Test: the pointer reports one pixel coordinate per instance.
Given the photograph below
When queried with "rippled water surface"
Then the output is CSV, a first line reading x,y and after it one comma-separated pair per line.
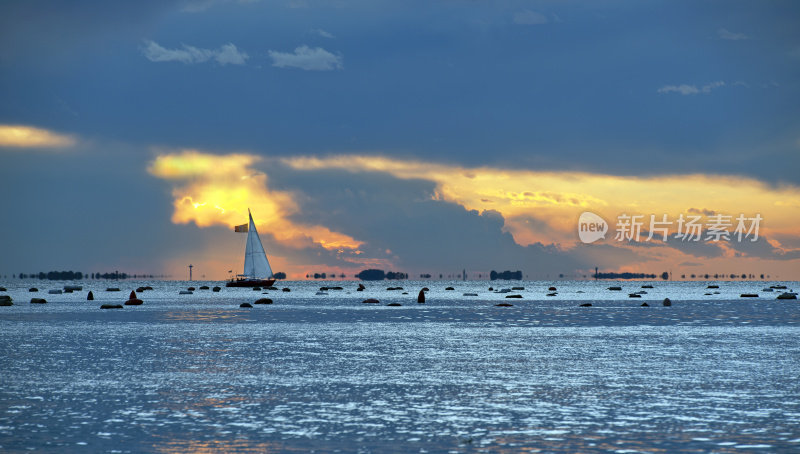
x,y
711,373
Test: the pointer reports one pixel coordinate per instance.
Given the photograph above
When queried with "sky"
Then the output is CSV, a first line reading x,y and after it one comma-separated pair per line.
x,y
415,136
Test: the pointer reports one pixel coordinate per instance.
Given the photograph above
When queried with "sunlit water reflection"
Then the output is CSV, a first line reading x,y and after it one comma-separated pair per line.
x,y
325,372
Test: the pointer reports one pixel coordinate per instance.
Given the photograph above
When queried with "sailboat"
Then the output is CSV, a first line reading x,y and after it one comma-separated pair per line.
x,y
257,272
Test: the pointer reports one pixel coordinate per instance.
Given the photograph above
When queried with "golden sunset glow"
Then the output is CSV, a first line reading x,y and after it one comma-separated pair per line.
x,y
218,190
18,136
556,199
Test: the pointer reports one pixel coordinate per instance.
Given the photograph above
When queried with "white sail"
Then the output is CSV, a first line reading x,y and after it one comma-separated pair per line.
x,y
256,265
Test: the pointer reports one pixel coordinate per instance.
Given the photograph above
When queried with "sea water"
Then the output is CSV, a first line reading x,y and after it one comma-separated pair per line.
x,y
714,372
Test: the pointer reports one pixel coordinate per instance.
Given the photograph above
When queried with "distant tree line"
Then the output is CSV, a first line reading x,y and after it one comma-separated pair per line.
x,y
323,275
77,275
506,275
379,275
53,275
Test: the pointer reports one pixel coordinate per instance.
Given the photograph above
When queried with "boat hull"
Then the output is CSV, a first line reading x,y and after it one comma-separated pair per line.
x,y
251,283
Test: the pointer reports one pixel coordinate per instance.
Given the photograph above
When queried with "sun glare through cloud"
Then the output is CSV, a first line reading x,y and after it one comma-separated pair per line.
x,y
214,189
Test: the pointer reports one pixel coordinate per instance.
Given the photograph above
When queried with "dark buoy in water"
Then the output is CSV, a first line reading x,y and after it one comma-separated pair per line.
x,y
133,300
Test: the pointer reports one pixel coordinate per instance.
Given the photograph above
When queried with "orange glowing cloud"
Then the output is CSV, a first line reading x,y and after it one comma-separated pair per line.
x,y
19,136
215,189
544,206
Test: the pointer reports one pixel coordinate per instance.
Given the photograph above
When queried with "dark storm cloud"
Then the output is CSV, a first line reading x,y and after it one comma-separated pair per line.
·····
Task goal:
Without the pictures, restate all the entries above exactly.

Exercise answer:
Test: the pointer reports one pixel coordinate per instance.
Given the photograph below
When queried with "rippled water surface"
Then the output is CSV, a first line reading x,y and after it one comma-separated pair per line.
x,y
711,373
Test: the pointer reports one pixel coordinate per instance.
Given the photograph above
When queried with "sky"
Then the output is CSV, a first line reading x,y and after it one comma-separated pair per line.
x,y
415,136
Test: the pointer reports one pixel coordinate per instance.
Given the photograph above
When queried with "sunlit water reflection"
Then the output is CSV, a first line reading x,y and after it one comma-separated pair per line.
x,y
325,372
Test: the pointer reports one pixel coordinate per instance.
Given the photograph above
When queried with "sailboat"
Then the output is CSV, a first line reading x,y and after it one comma-separated pair per line.
x,y
257,272
Test: the pointer reports one pixel coordinate per instance.
Given the photograph above
When queried with "golden sunset glow"
Then the output is CSV, a first line reading x,y and after it one comma-separated pair per line.
x,y
218,190
18,136
556,199
Test: the pointer reports one pixel coordinate per instance.
Given the photograph above
When queried with "white sail"
Then the output is CSV, a first line reading x,y and after it one comma-separated pair per line.
x,y
256,265
Test: the pointer reports one pixel coordinate per instance.
Given the photograph above
When queried with "sea water"
Then the output is CSV, a first line reading x,y and after it one comma-separated pair per line.
x,y
714,372
Test: the pointer reports one pixel coordinate per instance.
Given the photograph above
When queried with "distant tree line"
Then the output is CSV, a first line reading x,y and after it one comma-separated pair per line.
x,y
323,275
77,275
506,275
379,275
53,275
Test: the pointer reports one pixel coordinate per instance.
Given the photograph above
When queried with "boat hull"
Then the output is CSV, a first line reading x,y and after it one comma-separated pair per line.
x,y
251,283
Test: the pointer reports one pixel coordinate per instance.
Given the photograph above
When queried with "sun glare through cloud"
Then the output is CSV, a first line reading x,y and after it one comma-separated pair per line.
x,y
214,189
Test: the pointer reports one pixel coordinate per instance.
Given the photograph above
When queried with "dark buoy in water"
Then the output is CSV, a first line reading x,y and after it one comma-separated pair per line.
x,y
133,300
Test: the pointer reports one pixel coordinate per instance.
Given the photograph above
When queried with "orange glowing cloud"
Then the output is CSV, a first line reading x,y and after it one comma-separated pair per line.
x,y
19,136
215,189
544,206
Test: the pointer reports one pixel coordinate per instance.
Given the photograph above
When queried with "dark storm cloud"
Then the output is CSV, a first line reading x,y and after it one comma-separated pair per line.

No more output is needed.